Descrizione dell'esercizio: Ricopia senza alcuna modifica il tratto dell'elenco che parte dalla riga contenente "drop a point: the church door" e arriva fino alla fine dell'elenco, estremi compresi.

-------- Materiali dell'esercizio

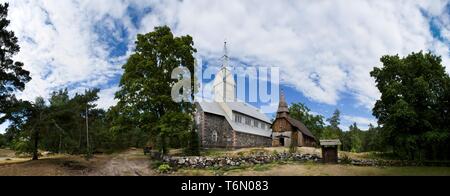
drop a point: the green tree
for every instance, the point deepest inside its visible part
(414, 106)
(332, 131)
(145, 100)
(12, 75)
(356, 135)
(315, 123)
(2, 140)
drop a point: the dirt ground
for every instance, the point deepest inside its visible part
(134, 163)
(129, 163)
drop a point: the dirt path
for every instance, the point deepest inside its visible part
(129, 163)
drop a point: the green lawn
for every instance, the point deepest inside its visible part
(314, 169)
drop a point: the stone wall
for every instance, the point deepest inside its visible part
(224, 162)
(211, 123)
(244, 140)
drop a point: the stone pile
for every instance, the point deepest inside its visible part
(221, 162)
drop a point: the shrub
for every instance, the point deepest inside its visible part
(164, 168)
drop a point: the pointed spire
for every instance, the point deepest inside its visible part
(225, 55)
(283, 106)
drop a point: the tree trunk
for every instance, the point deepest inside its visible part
(36, 144)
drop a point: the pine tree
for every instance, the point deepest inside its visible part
(12, 75)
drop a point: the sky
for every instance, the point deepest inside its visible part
(325, 49)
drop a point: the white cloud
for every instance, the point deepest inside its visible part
(324, 48)
(107, 98)
(362, 122)
(3, 127)
(340, 42)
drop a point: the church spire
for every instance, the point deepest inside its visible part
(283, 108)
(225, 55)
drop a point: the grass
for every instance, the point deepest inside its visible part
(313, 169)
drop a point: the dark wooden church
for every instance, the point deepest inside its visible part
(287, 130)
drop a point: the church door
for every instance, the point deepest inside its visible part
(282, 141)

----------------

Soluzione del problema:
drop a point: the church door
for every instance, the point deepest inside its visible part
(282, 141)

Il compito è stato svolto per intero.